Scientists have been changing genomes of plants and animals by integrating new genes from a different species through genetic engineering, creating a genetically modified organism (GMO). Consumers in America have been eating GMOs since 1996, when they went on the market. There are benefits to genetically modifying crop plants, as it improves the crop quality and increases yield, affecting the economy and developing countries. But there are also negative effects from GMOs. Consumption of GMOs has various health effects on both body systems of animals and humans. GMOs also affect the environment, ecosystems and other animal species. The cons outweigh the pros in the case of GMOs.
According to scientists, genetically engineering crops contributes to their quality. Crops that have been genetically modified to have a particular trait can decrease the amount of herbicides needed for growing that crop. Additionally, genetically modified (GM) crops can help third world countries, where malnutrition is common. For example, to help diminish nutrient deficiencies in developing countries, “plans were underway to develop a golden rice that also has increased iron content”(Whitman 2). In addition, GM crops can be modified to be able to “withstand the environmental challenges of drought, disease, and insect infestation” (Swenson 1). Growing GM crops can also result in fruits and vegetables that stay fresh for a prolonged period of time and taste better.

## Problem set
(a) Set down, word for word, the stretch of the GMO essay from "According to scientists, genetically" through "and taste better.".
(b) According to the GMO essay, since what year have consumers in America been eating GMOs?

## Entries shown
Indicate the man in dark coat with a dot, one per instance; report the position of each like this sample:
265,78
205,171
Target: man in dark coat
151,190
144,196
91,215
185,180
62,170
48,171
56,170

## Results of the exercise
(a)
According to scientists, genetically engineering crops contributes to their quality. Crops that have been genetically modified to have a particular trait can decrease the amount of herbicides needed for growing that crop. Additionally, genetically modified (GM) crops can help third world countries, where malnutrition is common. For example, to help diminish nutrient deficiencies in developing countries, “plans were underway to develop a golden rice that also has increased iron content”(Whitman 2). In addition, GM crops can be modified to be able to “withstand the environmental challenges of drought, disease, and insect infestation” (Swenson 1). Growing GM crops can also result in fruits and vegetables that stay fresh for a prolonged period of time and taste better.

(b) Since 1996.